> **Box annotation data rows**:
================
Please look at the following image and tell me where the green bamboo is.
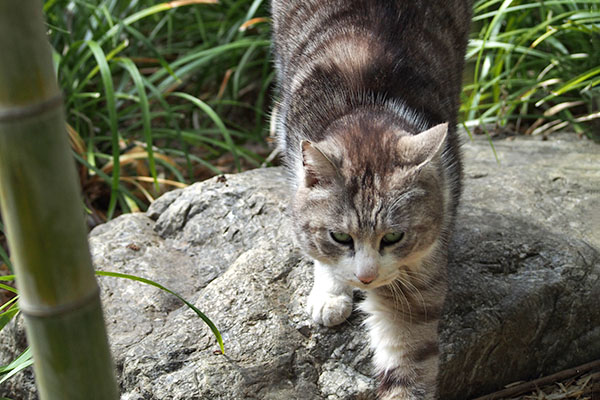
[0,0,118,400]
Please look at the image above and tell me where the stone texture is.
[0,135,600,400]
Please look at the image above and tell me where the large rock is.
[0,136,600,400]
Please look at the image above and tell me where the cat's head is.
[293,113,449,289]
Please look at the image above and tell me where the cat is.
[271,0,472,399]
================
> **Short exercise**:
Write out all of the data above again with its requests, but shift every bounding-box coordinate in the answers by -109. Leave out the pictures.

> **Solution to this task**:
Please look at the following image and tell me where the green bamboo is.
[-109,-109,9,291]
Please look at the image above and tell me where the stone texture is.
[-109,26,491,291]
Please look at the image above and tell me where the large rock is.
[-109,27,491,291]
Please look at the image above and tell me where the cat's head is.
[184,4,340,180]
Please look at the image above and tell me where the cat is.
[162,-109,363,290]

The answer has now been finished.